**Stated exercise:** Reproduce the lines of the entries below word for word, starting at the line that contains "task: provide the mask of every instance of the <item>digital" and ending at the final line of the entries.
··· Task material
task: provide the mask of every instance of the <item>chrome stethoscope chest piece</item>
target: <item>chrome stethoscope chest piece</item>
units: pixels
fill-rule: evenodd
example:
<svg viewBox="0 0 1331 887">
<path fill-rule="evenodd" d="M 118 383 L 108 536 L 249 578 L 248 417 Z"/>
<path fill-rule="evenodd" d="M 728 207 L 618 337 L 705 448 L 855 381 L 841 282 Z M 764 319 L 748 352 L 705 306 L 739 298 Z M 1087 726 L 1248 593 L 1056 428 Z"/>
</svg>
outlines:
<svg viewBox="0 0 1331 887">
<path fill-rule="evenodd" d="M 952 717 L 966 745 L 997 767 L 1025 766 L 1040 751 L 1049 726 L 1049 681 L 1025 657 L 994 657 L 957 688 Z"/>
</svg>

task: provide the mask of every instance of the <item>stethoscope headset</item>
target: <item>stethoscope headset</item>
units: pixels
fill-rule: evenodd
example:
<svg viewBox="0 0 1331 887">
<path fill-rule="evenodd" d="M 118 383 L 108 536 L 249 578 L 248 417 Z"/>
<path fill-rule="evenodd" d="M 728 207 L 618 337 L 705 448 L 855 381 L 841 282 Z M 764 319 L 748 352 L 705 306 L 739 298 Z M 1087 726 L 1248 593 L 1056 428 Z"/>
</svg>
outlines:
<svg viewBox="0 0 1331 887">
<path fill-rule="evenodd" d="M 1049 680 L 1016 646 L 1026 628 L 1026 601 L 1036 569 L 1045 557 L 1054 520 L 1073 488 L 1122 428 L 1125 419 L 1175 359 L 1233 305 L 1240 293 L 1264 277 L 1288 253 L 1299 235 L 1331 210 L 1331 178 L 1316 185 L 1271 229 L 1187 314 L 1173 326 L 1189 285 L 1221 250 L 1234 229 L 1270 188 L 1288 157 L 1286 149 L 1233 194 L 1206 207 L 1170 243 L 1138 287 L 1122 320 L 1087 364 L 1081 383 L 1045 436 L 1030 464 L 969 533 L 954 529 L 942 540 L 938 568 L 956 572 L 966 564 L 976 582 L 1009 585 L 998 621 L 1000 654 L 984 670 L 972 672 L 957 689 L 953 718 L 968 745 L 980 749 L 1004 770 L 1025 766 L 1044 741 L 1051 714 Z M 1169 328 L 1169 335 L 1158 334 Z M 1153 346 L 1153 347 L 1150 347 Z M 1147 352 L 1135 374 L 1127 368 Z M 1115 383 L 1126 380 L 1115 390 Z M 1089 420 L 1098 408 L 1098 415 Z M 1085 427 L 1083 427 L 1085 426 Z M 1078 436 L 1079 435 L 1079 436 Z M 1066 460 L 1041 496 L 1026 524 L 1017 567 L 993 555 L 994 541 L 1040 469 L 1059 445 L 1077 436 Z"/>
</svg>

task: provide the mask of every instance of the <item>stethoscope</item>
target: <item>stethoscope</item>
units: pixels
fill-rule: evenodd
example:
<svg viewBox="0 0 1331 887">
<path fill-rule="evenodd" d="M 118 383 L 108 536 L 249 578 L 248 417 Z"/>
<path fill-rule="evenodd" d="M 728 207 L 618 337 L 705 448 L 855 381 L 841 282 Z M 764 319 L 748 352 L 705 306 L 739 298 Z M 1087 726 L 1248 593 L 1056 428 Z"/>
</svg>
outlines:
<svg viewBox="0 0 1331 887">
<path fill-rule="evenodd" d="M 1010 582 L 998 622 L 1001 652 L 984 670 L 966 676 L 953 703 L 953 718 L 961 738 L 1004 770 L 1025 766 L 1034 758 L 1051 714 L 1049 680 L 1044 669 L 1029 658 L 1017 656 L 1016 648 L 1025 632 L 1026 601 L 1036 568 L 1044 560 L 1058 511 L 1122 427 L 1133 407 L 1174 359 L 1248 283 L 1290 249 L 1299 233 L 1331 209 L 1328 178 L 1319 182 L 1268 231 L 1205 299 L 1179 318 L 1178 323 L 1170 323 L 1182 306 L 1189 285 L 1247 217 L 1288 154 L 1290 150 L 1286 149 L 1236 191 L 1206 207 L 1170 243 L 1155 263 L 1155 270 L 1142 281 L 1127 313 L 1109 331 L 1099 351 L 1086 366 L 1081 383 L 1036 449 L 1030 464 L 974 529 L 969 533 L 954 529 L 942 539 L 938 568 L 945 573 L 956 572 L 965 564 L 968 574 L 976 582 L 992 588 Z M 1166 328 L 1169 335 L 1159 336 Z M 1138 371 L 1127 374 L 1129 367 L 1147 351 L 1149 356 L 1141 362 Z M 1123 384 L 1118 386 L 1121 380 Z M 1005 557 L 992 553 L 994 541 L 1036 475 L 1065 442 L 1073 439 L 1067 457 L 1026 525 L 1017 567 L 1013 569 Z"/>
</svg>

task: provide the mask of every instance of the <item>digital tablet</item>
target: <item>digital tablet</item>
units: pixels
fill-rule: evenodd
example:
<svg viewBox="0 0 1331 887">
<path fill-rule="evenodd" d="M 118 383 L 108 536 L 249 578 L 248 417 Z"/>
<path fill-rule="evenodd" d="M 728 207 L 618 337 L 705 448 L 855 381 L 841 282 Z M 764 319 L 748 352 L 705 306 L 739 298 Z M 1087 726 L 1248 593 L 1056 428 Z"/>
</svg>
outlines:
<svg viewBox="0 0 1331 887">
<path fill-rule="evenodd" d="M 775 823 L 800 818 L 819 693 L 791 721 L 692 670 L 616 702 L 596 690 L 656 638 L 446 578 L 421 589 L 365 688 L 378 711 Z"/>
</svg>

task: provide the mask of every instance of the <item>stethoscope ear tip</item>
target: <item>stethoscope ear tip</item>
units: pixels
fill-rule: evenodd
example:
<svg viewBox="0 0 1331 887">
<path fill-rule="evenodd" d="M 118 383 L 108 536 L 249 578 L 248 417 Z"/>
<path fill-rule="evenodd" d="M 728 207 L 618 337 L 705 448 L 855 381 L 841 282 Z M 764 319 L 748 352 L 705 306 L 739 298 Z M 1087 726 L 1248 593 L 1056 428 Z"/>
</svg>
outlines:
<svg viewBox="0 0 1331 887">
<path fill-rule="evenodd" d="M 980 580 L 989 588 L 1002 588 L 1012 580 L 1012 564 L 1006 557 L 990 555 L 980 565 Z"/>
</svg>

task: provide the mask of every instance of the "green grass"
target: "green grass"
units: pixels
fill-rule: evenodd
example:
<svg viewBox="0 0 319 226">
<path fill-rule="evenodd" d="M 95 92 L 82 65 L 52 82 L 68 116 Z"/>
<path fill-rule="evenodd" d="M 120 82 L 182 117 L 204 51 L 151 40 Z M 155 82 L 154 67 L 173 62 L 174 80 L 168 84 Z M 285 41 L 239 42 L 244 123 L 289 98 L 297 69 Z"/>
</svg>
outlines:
······
**Output for this task:**
task: provide the mask of every instance of the <item>digital tablet</item>
target: <item>digital tablet</item>
units: pixels
fill-rule: evenodd
example:
<svg viewBox="0 0 1331 887">
<path fill-rule="evenodd" d="M 118 383 L 108 536 L 249 578 L 248 417 Z"/>
<path fill-rule="evenodd" d="M 728 207 L 618 337 L 705 448 L 855 381 L 841 282 Z M 764 319 L 748 352 L 705 306 L 739 298 Z M 1087 726 L 1248 593 L 1056 428 Z"/>
</svg>
outlines:
<svg viewBox="0 0 1331 887">
<path fill-rule="evenodd" d="M 775 823 L 800 818 L 819 693 L 791 721 L 692 670 L 616 702 L 596 690 L 656 638 L 446 578 L 421 589 L 365 688 L 378 711 Z"/>
</svg>

task: provide the mask of every instance of the <item>stethoscope ear tip</item>
target: <item>stethoscope ear tip</item>
units: pixels
fill-rule: evenodd
example:
<svg viewBox="0 0 1331 887">
<path fill-rule="evenodd" d="M 118 383 L 108 536 L 249 578 L 248 417 Z"/>
<path fill-rule="evenodd" d="M 728 207 L 618 337 L 705 448 L 855 381 L 841 282 Z M 764 319 L 748 352 L 705 306 L 739 298 Z M 1087 726 L 1248 593 L 1056 428 Z"/>
</svg>
outlines:
<svg viewBox="0 0 1331 887">
<path fill-rule="evenodd" d="M 980 580 L 989 588 L 1002 588 L 1012 580 L 1012 564 L 1006 557 L 990 555 L 980 565 Z"/>
</svg>

task: provide the mask of every instance of the "green grass"
target: "green grass"
units: pixels
fill-rule: evenodd
example:
<svg viewBox="0 0 319 226">
<path fill-rule="evenodd" d="M 95 92 L 82 65 L 52 82 L 68 116 Z"/>
<path fill-rule="evenodd" d="M 120 82 L 182 117 L 204 51 L 151 40 Z M 155 82 L 154 67 L 173 62 L 174 80 L 168 84 Z M 285 41 L 239 42 L 244 123 L 289 98 L 297 69 Z"/>
</svg>
outlines:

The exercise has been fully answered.